EXCERPTED PASSAGE:
Managing Liability (the NEED FOR CONTRACTS)

'Relevant Points'

  1. Contract or NOT. Much of the EU regulation and law expect an IDP and SP to sign a bilateral contract, and that this contract would address the sharing and handling of user attributes, and which party assumes which aspects of liability. When a contracts exists, it should help to clarify all of these issues. However, it is extremely rare to find research and collaboration situations where a contract has been signed between the two parties. In some cases, one of the parties may not be a legal entity. In these situations, clearly, there is no clarity.
Mikael:I’m not sure if this is a too strong statement. If the IdP is a data 
controller and SP a data processor (“processes personal data on 
behalf of the IdP”), this is true. Otherwise, it is unclear. For 
sharing liability,  contract is necessary, but otherwise… 
Andrew may have an opinion here.

STATED EXERCISE 1: Rewrite the passage on contracts and liability between "Mikael:I’m not sure" and "an opinion here.", inclusive, substituting "data handler" for "data processor".
STATED EXERCISE 2:
Answer these questions from the passage on contracts and liability:
(a) In some cases, what might one of the parties not be?
(b) According to Mikael's comment, what is a contract necessary for?
(c) Who does the comment say may have an opinion?

[Entries for pointing and labeling]

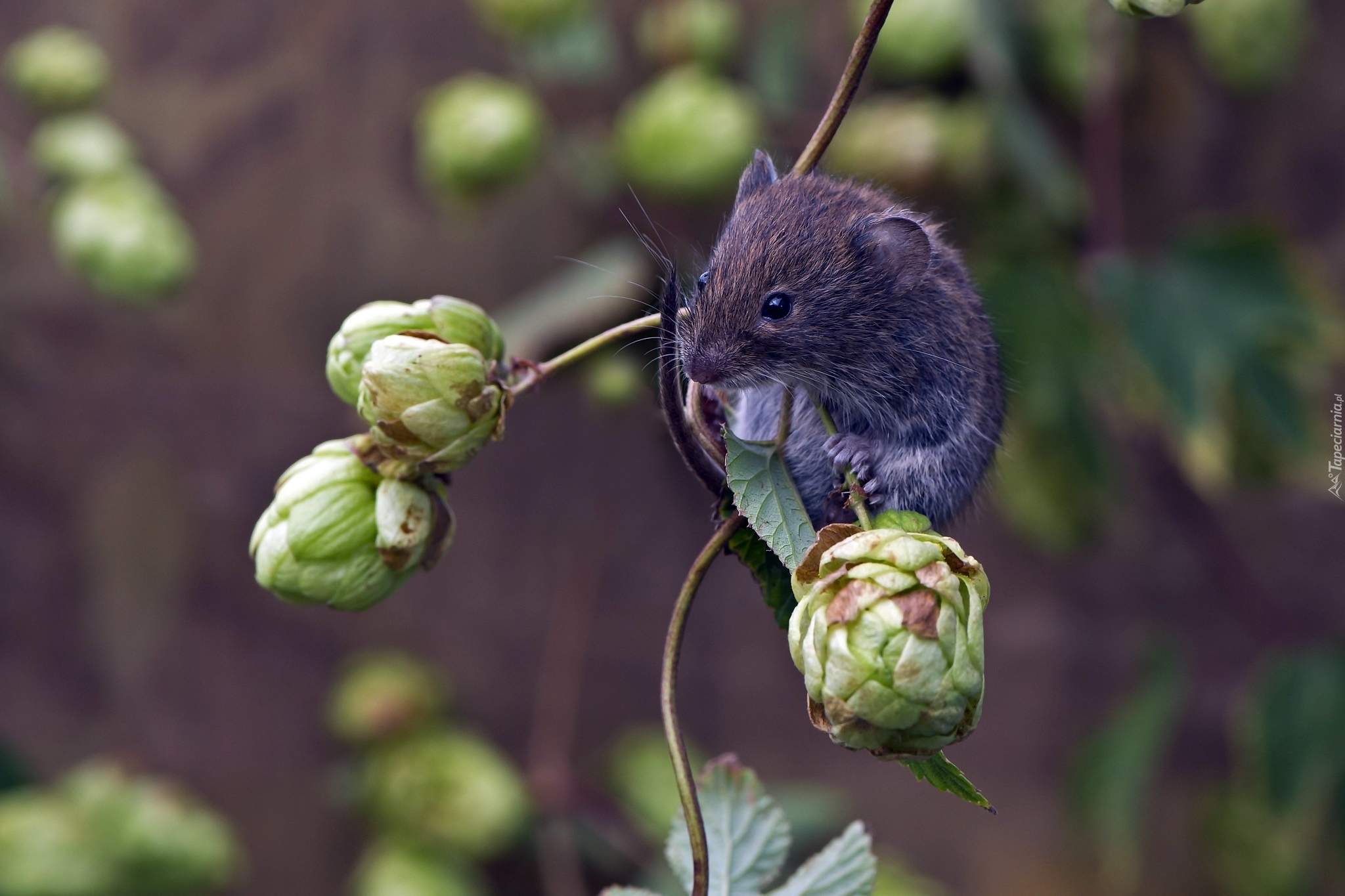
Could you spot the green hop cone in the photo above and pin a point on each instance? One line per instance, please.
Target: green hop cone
(527, 18)
(688, 135)
(478, 133)
(342, 535)
(430, 402)
(79, 146)
(1250, 45)
(888, 634)
(396, 870)
(447, 790)
(889, 139)
(1146, 9)
(57, 69)
(921, 39)
(382, 696)
(451, 319)
(49, 848)
(678, 32)
(163, 842)
(123, 236)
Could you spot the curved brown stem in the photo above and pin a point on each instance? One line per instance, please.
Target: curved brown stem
(811, 154)
(667, 700)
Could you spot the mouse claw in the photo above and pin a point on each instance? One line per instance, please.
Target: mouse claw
(849, 450)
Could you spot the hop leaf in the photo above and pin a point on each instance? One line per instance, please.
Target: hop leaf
(768, 499)
(748, 834)
(845, 867)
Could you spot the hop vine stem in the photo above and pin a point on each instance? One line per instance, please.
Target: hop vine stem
(535, 373)
(667, 700)
(839, 104)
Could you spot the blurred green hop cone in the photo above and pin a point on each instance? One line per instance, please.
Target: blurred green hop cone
(906, 141)
(342, 535)
(615, 381)
(888, 634)
(79, 146)
(1250, 45)
(49, 848)
(1146, 9)
(57, 69)
(478, 133)
(384, 695)
(390, 868)
(527, 18)
(688, 135)
(447, 790)
(430, 402)
(452, 320)
(678, 32)
(163, 842)
(921, 39)
(123, 236)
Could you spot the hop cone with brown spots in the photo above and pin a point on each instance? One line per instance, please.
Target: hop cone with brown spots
(888, 634)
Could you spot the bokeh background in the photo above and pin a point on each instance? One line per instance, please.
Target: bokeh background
(139, 444)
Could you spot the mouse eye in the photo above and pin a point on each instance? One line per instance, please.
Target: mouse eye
(776, 307)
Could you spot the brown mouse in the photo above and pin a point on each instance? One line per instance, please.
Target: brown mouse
(837, 291)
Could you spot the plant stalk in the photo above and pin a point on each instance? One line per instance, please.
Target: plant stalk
(539, 372)
(667, 699)
(811, 154)
(850, 480)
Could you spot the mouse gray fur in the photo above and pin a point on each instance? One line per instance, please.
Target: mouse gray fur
(833, 288)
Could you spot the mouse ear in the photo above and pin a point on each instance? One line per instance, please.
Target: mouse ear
(899, 244)
(759, 174)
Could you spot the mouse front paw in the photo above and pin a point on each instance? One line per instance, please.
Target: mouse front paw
(854, 452)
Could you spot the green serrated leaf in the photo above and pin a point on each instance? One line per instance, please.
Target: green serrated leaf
(1115, 769)
(747, 833)
(766, 495)
(946, 777)
(770, 574)
(845, 867)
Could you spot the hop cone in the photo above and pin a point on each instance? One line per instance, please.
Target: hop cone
(384, 695)
(451, 319)
(478, 133)
(447, 790)
(57, 69)
(342, 535)
(49, 848)
(888, 634)
(163, 843)
(124, 237)
(396, 870)
(82, 144)
(428, 400)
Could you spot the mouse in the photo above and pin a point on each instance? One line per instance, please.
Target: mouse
(835, 291)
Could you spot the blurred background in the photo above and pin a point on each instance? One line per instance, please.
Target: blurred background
(1155, 210)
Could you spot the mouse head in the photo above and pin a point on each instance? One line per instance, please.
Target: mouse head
(805, 274)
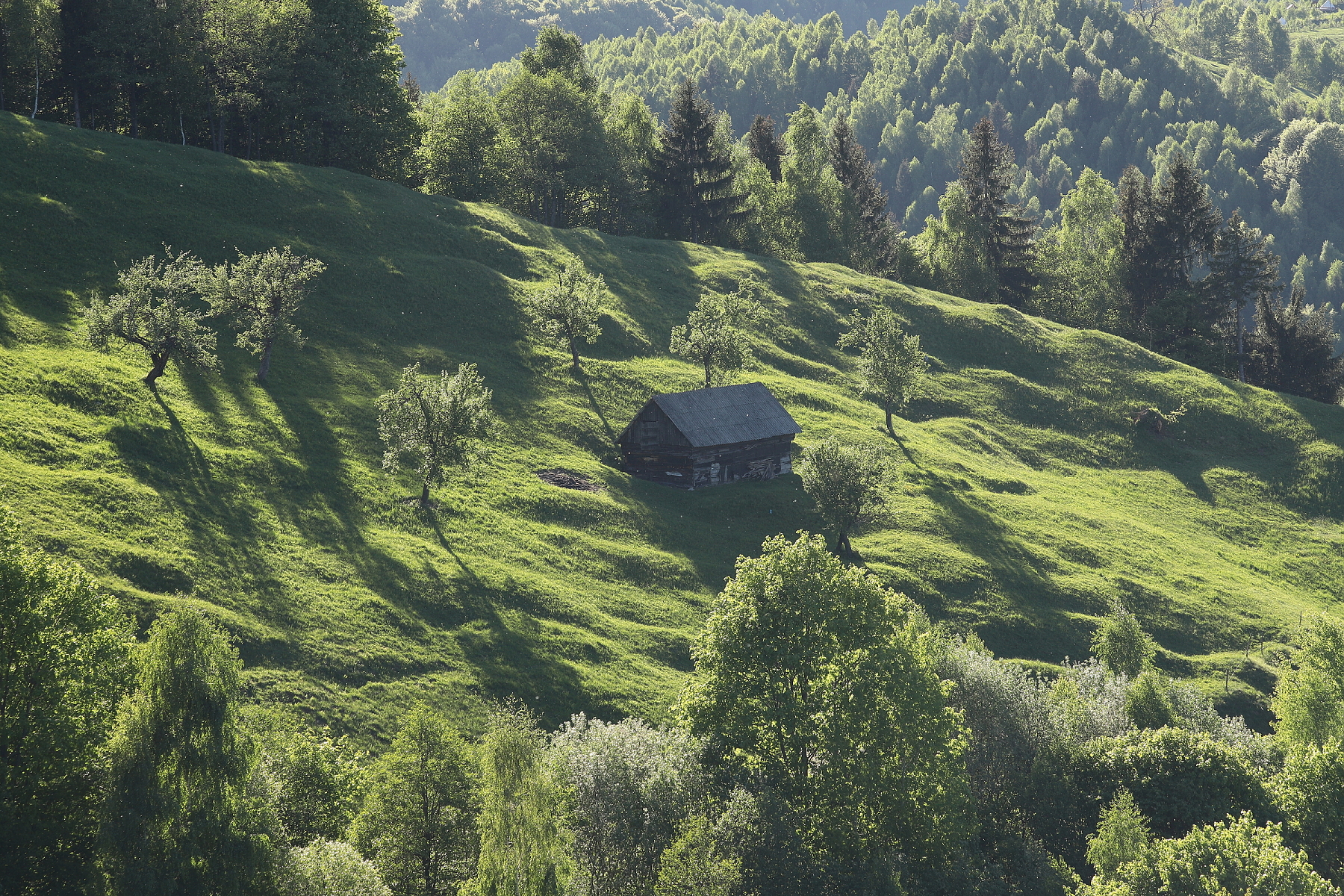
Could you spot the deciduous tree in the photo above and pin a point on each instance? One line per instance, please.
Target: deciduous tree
(570, 308)
(1121, 644)
(443, 421)
(176, 817)
(892, 363)
(821, 682)
(714, 336)
(63, 664)
(848, 484)
(154, 312)
(524, 842)
(262, 292)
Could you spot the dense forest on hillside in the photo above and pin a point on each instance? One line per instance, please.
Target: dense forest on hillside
(1046, 610)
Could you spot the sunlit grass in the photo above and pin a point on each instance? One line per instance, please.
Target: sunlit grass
(1028, 500)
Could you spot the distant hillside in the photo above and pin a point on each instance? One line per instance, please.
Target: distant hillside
(1030, 497)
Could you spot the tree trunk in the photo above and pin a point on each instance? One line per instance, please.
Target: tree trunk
(1241, 356)
(264, 370)
(161, 361)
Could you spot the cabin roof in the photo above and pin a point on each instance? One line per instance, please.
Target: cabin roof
(726, 414)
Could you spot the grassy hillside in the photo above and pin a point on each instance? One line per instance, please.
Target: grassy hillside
(1030, 499)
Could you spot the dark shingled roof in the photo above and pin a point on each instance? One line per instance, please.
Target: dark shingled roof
(727, 414)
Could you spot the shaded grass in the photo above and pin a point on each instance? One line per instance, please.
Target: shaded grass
(1028, 501)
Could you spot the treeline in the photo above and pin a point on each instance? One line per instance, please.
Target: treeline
(307, 81)
(831, 741)
(553, 147)
(1068, 85)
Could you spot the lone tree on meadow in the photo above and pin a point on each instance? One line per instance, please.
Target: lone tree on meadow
(152, 311)
(261, 293)
(569, 309)
(847, 482)
(1120, 642)
(712, 334)
(441, 420)
(892, 363)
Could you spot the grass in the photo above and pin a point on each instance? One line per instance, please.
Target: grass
(1028, 500)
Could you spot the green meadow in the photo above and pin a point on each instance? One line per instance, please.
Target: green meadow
(1028, 499)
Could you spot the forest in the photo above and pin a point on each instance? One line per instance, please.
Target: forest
(1164, 181)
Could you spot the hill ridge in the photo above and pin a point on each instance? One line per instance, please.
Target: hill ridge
(1030, 499)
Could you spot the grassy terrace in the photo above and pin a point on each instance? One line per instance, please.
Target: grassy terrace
(1028, 499)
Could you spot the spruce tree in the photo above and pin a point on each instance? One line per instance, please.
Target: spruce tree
(765, 147)
(878, 234)
(987, 172)
(1293, 348)
(1135, 195)
(1241, 269)
(1184, 320)
(691, 178)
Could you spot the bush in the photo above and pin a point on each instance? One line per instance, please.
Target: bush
(1179, 778)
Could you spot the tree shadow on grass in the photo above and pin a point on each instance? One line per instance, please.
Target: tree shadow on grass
(169, 461)
(508, 650)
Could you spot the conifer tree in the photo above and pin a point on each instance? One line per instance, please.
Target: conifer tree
(766, 147)
(154, 312)
(1293, 348)
(878, 235)
(987, 171)
(175, 818)
(1142, 284)
(417, 821)
(1241, 270)
(691, 178)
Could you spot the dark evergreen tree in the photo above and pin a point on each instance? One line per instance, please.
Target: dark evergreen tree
(987, 173)
(1293, 348)
(766, 148)
(1184, 320)
(691, 178)
(1241, 270)
(1135, 200)
(880, 237)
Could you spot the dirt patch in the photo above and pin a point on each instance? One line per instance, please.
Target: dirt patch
(569, 480)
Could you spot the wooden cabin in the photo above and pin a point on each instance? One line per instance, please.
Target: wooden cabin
(710, 437)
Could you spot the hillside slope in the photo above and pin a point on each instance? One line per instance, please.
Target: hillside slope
(1030, 500)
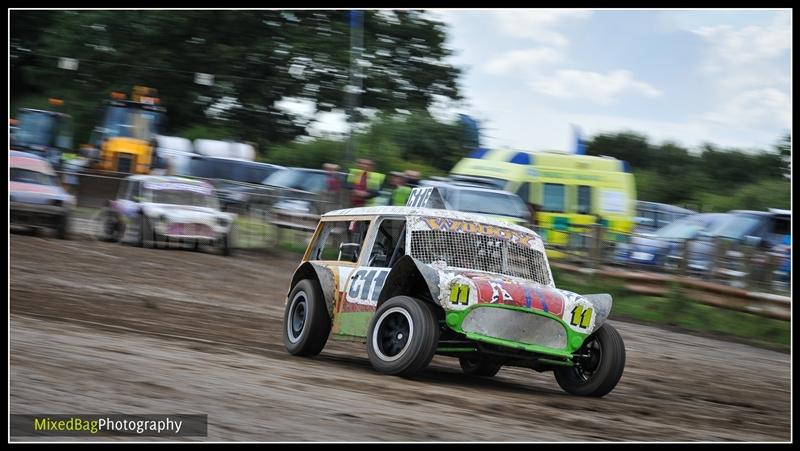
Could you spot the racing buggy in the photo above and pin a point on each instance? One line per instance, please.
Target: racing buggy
(162, 211)
(414, 282)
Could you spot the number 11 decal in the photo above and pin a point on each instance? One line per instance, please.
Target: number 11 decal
(581, 316)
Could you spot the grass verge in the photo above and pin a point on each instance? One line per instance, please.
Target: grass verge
(677, 312)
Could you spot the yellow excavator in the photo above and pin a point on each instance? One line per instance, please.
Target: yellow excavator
(125, 141)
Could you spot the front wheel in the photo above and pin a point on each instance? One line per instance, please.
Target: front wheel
(403, 336)
(62, 227)
(599, 367)
(481, 368)
(306, 323)
(225, 245)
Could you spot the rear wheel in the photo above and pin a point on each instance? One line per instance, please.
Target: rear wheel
(146, 234)
(224, 244)
(402, 336)
(306, 323)
(600, 366)
(109, 226)
(62, 227)
(482, 368)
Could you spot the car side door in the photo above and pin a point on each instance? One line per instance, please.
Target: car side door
(363, 287)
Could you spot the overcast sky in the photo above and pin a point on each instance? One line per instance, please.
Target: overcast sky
(687, 76)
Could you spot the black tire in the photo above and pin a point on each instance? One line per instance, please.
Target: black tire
(62, 227)
(225, 245)
(480, 368)
(598, 374)
(146, 235)
(306, 323)
(403, 336)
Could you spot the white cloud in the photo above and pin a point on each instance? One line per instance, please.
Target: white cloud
(536, 25)
(748, 69)
(753, 108)
(592, 86)
(731, 47)
(522, 60)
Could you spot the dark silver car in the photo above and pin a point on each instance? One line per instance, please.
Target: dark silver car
(36, 197)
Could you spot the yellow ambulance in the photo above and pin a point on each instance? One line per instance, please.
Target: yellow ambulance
(569, 191)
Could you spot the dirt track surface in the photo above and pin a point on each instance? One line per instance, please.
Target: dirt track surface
(99, 327)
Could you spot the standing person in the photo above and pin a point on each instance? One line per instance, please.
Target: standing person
(533, 208)
(365, 183)
(401, 189)
(333, 185)
(412, 178)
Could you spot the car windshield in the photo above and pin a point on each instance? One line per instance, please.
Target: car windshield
(489, 203)
(35, 129)
(483, 181)
(686, 228)
(229, 169)
(736, 227)
(131, 122)
(182, 197)
(34, 177)
(297, 179)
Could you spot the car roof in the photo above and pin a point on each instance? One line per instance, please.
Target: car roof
(427, 212)
(53, 113)
(644, 204)
(21, 154)
(463, 187)
(166, 179)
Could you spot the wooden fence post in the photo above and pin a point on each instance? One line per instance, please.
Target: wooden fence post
(683, 267)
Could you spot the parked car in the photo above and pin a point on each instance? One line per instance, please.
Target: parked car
(233, 178)
(763, 230)
(471, 198)
(414, 282)
(162, 211)
(298, 190)
(651, 216)
(36, 197)
(655, 249)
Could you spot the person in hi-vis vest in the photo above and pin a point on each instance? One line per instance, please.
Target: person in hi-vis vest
(365, 183)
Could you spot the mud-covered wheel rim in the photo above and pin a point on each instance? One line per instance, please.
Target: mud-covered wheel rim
(586, 366)
(392, 334)
(298, 314)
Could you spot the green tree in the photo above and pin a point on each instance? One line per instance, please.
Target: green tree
(257, 57)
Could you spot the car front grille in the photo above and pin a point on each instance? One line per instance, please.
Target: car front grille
(125, 162)
(517, 326)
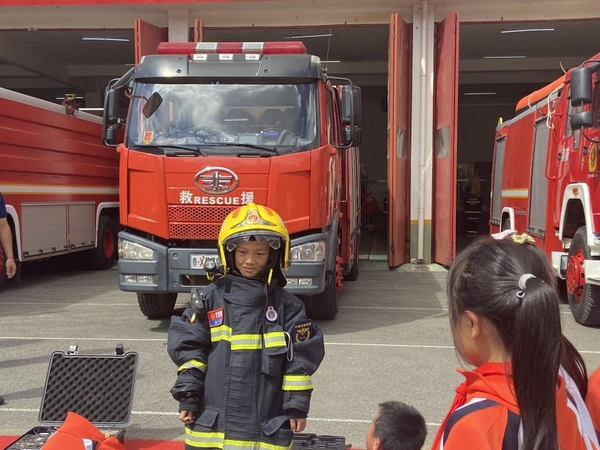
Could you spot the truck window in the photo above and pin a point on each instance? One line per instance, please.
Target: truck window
(596, 105)
(216, 116)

WRITTEN RESPONSE 1:
Mikael:I’m not sure if this is a too strong statement. If the IdP is a data 
controller and SP a data handler (“processes personal data on 
behalf of the IdP”), this is true. Otherwise, it is unclear. For 
sharing liability,  contract is necessary, but otherwise… 
Andrew may have an opinion here.

WRITTEN RESPONSE 2:
(a) A legal entity.
(b) Sharing liability.
(c) Andrew.